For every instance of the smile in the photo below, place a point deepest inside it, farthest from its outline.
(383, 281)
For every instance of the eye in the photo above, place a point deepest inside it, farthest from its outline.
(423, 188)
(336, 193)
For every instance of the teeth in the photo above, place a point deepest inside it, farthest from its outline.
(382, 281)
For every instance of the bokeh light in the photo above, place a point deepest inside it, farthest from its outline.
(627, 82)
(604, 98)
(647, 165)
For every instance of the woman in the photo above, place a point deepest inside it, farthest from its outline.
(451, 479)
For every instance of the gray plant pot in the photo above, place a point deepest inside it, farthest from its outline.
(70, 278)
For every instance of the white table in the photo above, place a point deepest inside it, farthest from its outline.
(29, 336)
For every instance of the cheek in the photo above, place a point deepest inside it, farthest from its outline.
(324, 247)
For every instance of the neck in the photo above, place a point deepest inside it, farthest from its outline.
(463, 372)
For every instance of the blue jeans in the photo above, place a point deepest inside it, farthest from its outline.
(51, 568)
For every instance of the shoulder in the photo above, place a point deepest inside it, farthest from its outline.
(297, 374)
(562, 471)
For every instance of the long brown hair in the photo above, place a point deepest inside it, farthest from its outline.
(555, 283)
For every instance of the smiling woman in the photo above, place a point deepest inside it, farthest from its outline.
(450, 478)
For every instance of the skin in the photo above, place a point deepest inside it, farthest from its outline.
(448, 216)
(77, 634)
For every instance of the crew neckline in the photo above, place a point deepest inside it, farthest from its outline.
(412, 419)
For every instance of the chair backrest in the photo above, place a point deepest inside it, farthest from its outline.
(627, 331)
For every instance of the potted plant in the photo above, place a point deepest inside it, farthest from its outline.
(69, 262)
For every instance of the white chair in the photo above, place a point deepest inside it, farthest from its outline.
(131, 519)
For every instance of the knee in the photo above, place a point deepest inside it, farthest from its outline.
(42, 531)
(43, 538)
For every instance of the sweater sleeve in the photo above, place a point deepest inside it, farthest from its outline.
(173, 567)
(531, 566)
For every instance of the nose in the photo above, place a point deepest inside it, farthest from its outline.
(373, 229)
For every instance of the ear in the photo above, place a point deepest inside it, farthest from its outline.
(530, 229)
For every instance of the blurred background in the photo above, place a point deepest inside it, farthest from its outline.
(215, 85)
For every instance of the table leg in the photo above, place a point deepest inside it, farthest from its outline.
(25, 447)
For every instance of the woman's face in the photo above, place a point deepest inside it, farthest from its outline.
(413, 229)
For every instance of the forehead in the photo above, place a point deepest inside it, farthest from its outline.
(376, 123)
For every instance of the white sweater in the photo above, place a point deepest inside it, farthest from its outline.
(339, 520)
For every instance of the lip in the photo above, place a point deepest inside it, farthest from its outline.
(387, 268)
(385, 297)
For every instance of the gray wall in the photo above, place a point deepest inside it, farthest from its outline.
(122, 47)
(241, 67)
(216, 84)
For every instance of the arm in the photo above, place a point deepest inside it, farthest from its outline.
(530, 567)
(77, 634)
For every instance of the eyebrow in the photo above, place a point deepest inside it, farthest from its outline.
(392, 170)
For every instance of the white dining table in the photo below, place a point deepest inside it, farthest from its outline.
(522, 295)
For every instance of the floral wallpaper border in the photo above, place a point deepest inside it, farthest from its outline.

- [Aim of the task]: Give all the records again. Match them exactly.

- [Answer for the task]:
For every instance of the smile in the photo below, place a point deepest inside it, farthest from its outline.
(383, 281)
For every instance of the eye in the photo above, place a point deepest inside it, farthest from its outline.
(423, 188)
(336, 193)
For every instance of the teeth in the photo above, place a point deepest inside it, farthest from its outline.
(382, 281)
For every instance of the bokeh light in the photo above, place a point deepest inside it, farthest from its outline.
(627, 82)
(604, 98)
(647, 165)
For every instance of the woman in the photo above, place a point deepest inside it, farthest from its outline.
(451, 479)
For every instance of the gray plant pot in the photo above, place a point deepest inside it, farthest from its outline.
(70, 278)
For every instance of the white table in the photo above, place a point deepest inside it, farthest from its outline.
(29, 336)
For every instance of the cheek in the photo above, place a point deepest inside it, farthest from its outline.
(324, 247)
For every instance of the neck in the photo above, place a point deepest inside it, farthest from its outline.
(463, 372)
For every instance of the blue jeans in the photo above, place a point deepest inside it, farthest from its outline.
(51, 568)
For every instance of the shoulder in the photo above, place a point deepest inside it, farthest from its outline.
(297, 374)
(562, 471)
For every instance of the long brown hair in the photo above, place a point deepest inside it, farthest from its outline.
(555, 283)
For every instance of the smiling woman in the photo above, place a point deepest inside it, farthest from its outline.
(450, 478)
For every instance of the skin in the photo above, place a point deepest inside it, farthest from its outline.
(448, 216)
(77, 634)
For every instance of the crew neckline in the photo above, place a point deepest inside it, farthest from its outline.
(412, 419)
For every instance of the chair backrest in the photo above, place a point deepest inside it, farthest from its outline.
(627, 331)
For every instance of the potted plant in the photo above, place a point deepest inside it, farthest from its outline.
(69, 262)
For every instance of the white chair in the photo above, place a point deepest inside it, farthest from its outline.
(131, 519)
For every instance of the knee in the photo above, place a point deepest inside it, farthest from its outline.
(42, 531)
(43, 538)
For every instance of the sweater sleeve in the photo above, place a point deepest inside it, farthest from its outline.
(173, 567)
(531, 566)
For every instance of the nose in the photo above, place a point deepest inside it, farthest from its outline.
(373, 229)
For every instance of the ear in the photo above, place a point deepest inside it, farthest from its outline.
(530, 229)
For every instance of the blurred background in the photo above, place a point deepest inside it, farthest from its outline.
(215, 85)
For every instance of the table leg in the photo above, place a point deepest inside it, farthest from its outline.
(25, 447)
For every instance of the woman's face in the photo above, place a point deepest inside it, farthest from its outline.
(413, 229)
For every instance of the forehead in the photo above, place a point deepest inside it, farthest from its outline.
(376, 123)
For every instance of the white sweater in the photo above, place a point deepest inside it, farthest from its outline.
(339, 520)
For every instance of the lip in the photo above, place a point deepest inside it, farthest from its outline.
(387, 268)
(385, 297)
For every instance of the gray wall in the photo above, place a point deepest inside it, farthest from its outline.
(122, 47)
(241, 67)
(216, 84)
For every instance of the arm in the photo above, place a point deepest inside it, farthest from its outline.
(530, 567)
(77, 634)
For every instance of the eyebrow in the photo above, place a point deepest inside it, farthest from its outline.
(392, 170)
For every instance of the white dining table in the photo below, place a point deepest inside it, farthest from its outline.
(522, 295)
For every instance of the floral wallpaper border in the photo above, place a point deepest inside it, farthest from its outline.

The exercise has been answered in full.